Could Apple Trigger The Cloud Computing Boom?


cloud computing
A major transformation took place when computing power moved from the PC/phone to the Internet.

The PC used to be the device that did the work and used the Net to deliver it. Now, the PC, iPod, cellphone are merely connection devices and the Net does the "work".

An example. Your home phone probably has a built in answering machine which jacked up the price for your phone. When the power goes out, so does the time and your recorded message. Your local phone company offers voicemail as a service option. For x amount a month they record and store your messages. Your phone no longer does the "work", your local phone company's server does.

This transformation is called "cloud computing" and it has disrupted the personal computing industry.

Consumers are maxing out their iPods and other digital devices. The next place to store their stuff is in the cloud.

I said a while back that Apple is sitting on a goldmine with iTunes.

iTunes could be a mobile commerce platform

Apple could introduce and iTunes browser.

▶ Supplied material:
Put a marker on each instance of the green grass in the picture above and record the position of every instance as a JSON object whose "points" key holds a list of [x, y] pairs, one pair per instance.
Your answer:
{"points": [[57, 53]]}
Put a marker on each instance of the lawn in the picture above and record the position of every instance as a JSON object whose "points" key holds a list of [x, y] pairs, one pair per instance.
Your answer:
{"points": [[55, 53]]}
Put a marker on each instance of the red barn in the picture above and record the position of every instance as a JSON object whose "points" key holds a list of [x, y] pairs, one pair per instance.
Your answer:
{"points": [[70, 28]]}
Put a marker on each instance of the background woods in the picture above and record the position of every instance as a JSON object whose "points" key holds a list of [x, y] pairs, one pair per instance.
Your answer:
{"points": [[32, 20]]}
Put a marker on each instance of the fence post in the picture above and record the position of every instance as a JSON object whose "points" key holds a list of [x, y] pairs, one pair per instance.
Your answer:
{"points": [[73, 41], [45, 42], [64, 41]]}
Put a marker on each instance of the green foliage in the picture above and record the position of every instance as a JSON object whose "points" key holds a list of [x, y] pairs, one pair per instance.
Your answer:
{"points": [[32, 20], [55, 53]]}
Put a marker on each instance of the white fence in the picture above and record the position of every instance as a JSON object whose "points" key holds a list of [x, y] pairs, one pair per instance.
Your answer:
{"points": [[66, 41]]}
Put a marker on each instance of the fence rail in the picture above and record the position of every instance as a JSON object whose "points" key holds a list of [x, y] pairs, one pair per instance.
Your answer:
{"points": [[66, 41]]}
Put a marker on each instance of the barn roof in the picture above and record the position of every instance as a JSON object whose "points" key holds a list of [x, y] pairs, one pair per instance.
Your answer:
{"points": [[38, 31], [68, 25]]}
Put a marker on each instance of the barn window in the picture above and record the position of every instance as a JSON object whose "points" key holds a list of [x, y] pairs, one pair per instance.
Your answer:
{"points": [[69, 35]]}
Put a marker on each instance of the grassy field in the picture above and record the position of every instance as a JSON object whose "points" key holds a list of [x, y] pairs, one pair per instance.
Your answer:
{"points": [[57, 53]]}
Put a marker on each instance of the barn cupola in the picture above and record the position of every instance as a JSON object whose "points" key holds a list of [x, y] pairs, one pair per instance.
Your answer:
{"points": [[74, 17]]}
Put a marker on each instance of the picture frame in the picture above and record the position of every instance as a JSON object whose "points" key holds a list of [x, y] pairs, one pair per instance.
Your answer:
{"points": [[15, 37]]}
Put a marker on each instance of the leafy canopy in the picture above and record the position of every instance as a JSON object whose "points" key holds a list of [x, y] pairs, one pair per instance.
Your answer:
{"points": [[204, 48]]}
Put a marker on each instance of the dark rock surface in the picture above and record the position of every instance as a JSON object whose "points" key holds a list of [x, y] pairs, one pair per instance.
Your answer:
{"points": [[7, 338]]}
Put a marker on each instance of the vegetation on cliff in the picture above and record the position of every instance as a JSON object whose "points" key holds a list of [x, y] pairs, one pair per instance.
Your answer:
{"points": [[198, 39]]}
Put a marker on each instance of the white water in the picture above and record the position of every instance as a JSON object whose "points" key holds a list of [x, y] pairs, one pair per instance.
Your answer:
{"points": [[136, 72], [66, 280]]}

▶ Written tasks:
**a)** In the article on cloud computing, what service option does the local phone company offer?
**b)** Reproduce everything in the article on cloud computing from "Could Apple Trigger" down to "company's server does.", word for word.
The items can be set aside; they play no part here.

▶ Responses:
**a)** Voicemail.

**b)**
Could Apple Trigger The Cloud Computing Boom?


cloud computing
A major transformation took place when computing power moved from the PC/phone to the Internet.

The PC used to be the device that did the work and used the Net to deliver it. Now, the PC, iPod, cellphone are merely connection devices and the Net does the "work".

An example. Your home phone probably has a built in answering machine which jacked up the price for your phone. When the power goes out, so does the time and your recorded message. Your local phone company offers voicemail as a service option. For x amount a month they record and store your messages. Your phone no longer does the "work", your local phone company's server does.